__Dataset entries__:
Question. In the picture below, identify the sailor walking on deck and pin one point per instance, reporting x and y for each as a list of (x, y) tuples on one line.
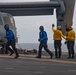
[(43, 42), (10, 41), (57, 36)]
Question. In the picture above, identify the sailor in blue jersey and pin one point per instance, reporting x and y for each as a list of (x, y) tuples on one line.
[(43, 42), (10, 41)]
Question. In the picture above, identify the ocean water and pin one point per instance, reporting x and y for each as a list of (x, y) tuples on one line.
[(31, 46)]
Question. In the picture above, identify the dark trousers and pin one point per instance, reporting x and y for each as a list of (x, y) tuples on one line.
[(44, 45), (57, 46), (70, 46), (12, 44)]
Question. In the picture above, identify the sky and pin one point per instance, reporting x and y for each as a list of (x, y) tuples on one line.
[(28, 26)]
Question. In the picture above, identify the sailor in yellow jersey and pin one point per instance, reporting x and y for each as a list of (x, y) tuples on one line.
[(57, 40), (70, 41)]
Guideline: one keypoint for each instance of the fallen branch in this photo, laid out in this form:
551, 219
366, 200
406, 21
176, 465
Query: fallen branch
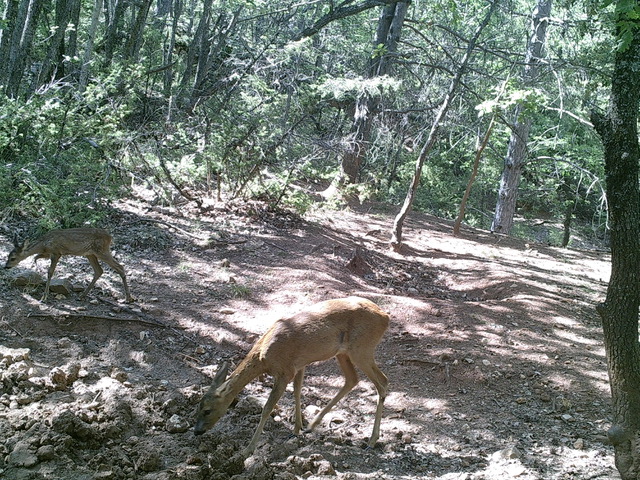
77, 316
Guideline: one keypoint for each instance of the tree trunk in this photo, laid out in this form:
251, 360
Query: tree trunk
388, 36
114, 15
134, 41
517, 149
396, 232
22, 41
619, 312
52, 66
472, 178
88, 49
10, 15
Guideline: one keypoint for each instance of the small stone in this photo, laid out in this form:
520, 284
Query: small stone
509, 453
22, 456
120, 376
177, 424
46, 452
325, 468
60, 286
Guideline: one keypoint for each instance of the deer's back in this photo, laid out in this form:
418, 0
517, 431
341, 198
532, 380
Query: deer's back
76, 241
322, 331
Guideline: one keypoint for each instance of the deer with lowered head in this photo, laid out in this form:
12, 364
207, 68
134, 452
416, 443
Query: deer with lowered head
92, 243
348, 329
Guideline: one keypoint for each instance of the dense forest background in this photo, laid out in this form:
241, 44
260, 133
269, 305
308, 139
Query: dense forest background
212, 100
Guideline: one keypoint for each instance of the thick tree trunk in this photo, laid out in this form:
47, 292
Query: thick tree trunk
619, 312
517, 149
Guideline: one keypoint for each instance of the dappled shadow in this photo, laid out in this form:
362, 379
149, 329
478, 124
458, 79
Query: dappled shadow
493, 343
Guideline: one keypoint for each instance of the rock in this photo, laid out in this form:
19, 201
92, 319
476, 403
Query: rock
119, 375
149, 461
46, 452
509, 453
25, 278
17, 372
324, 467
12, 355
22, 455
60, 286
177, 424
69, 423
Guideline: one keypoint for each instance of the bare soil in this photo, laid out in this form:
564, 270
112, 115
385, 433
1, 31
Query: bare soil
494, 353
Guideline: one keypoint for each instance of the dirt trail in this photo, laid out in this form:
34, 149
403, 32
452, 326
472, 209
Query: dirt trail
494, 354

__WHAT YOU HAVE TO DO__:
Write down exactly the line with "Guideline: one keypoint for each instance of the bare", then each line after it through the end of the data.

__RESULT FOR THIS EXERCISE__:
Guideline: one keypoint for each instance of the bare soil in this photo, laid out in this form:
564, 270
112, 115
385, 433
1, 31
Query: bare soil
494, 353
Guideline: one keypoint for each instance of the dirt trail in this photo, laid out in this form:
34, 149
403, 32
452, 326
472, 209
Query: dirt trail
494, 354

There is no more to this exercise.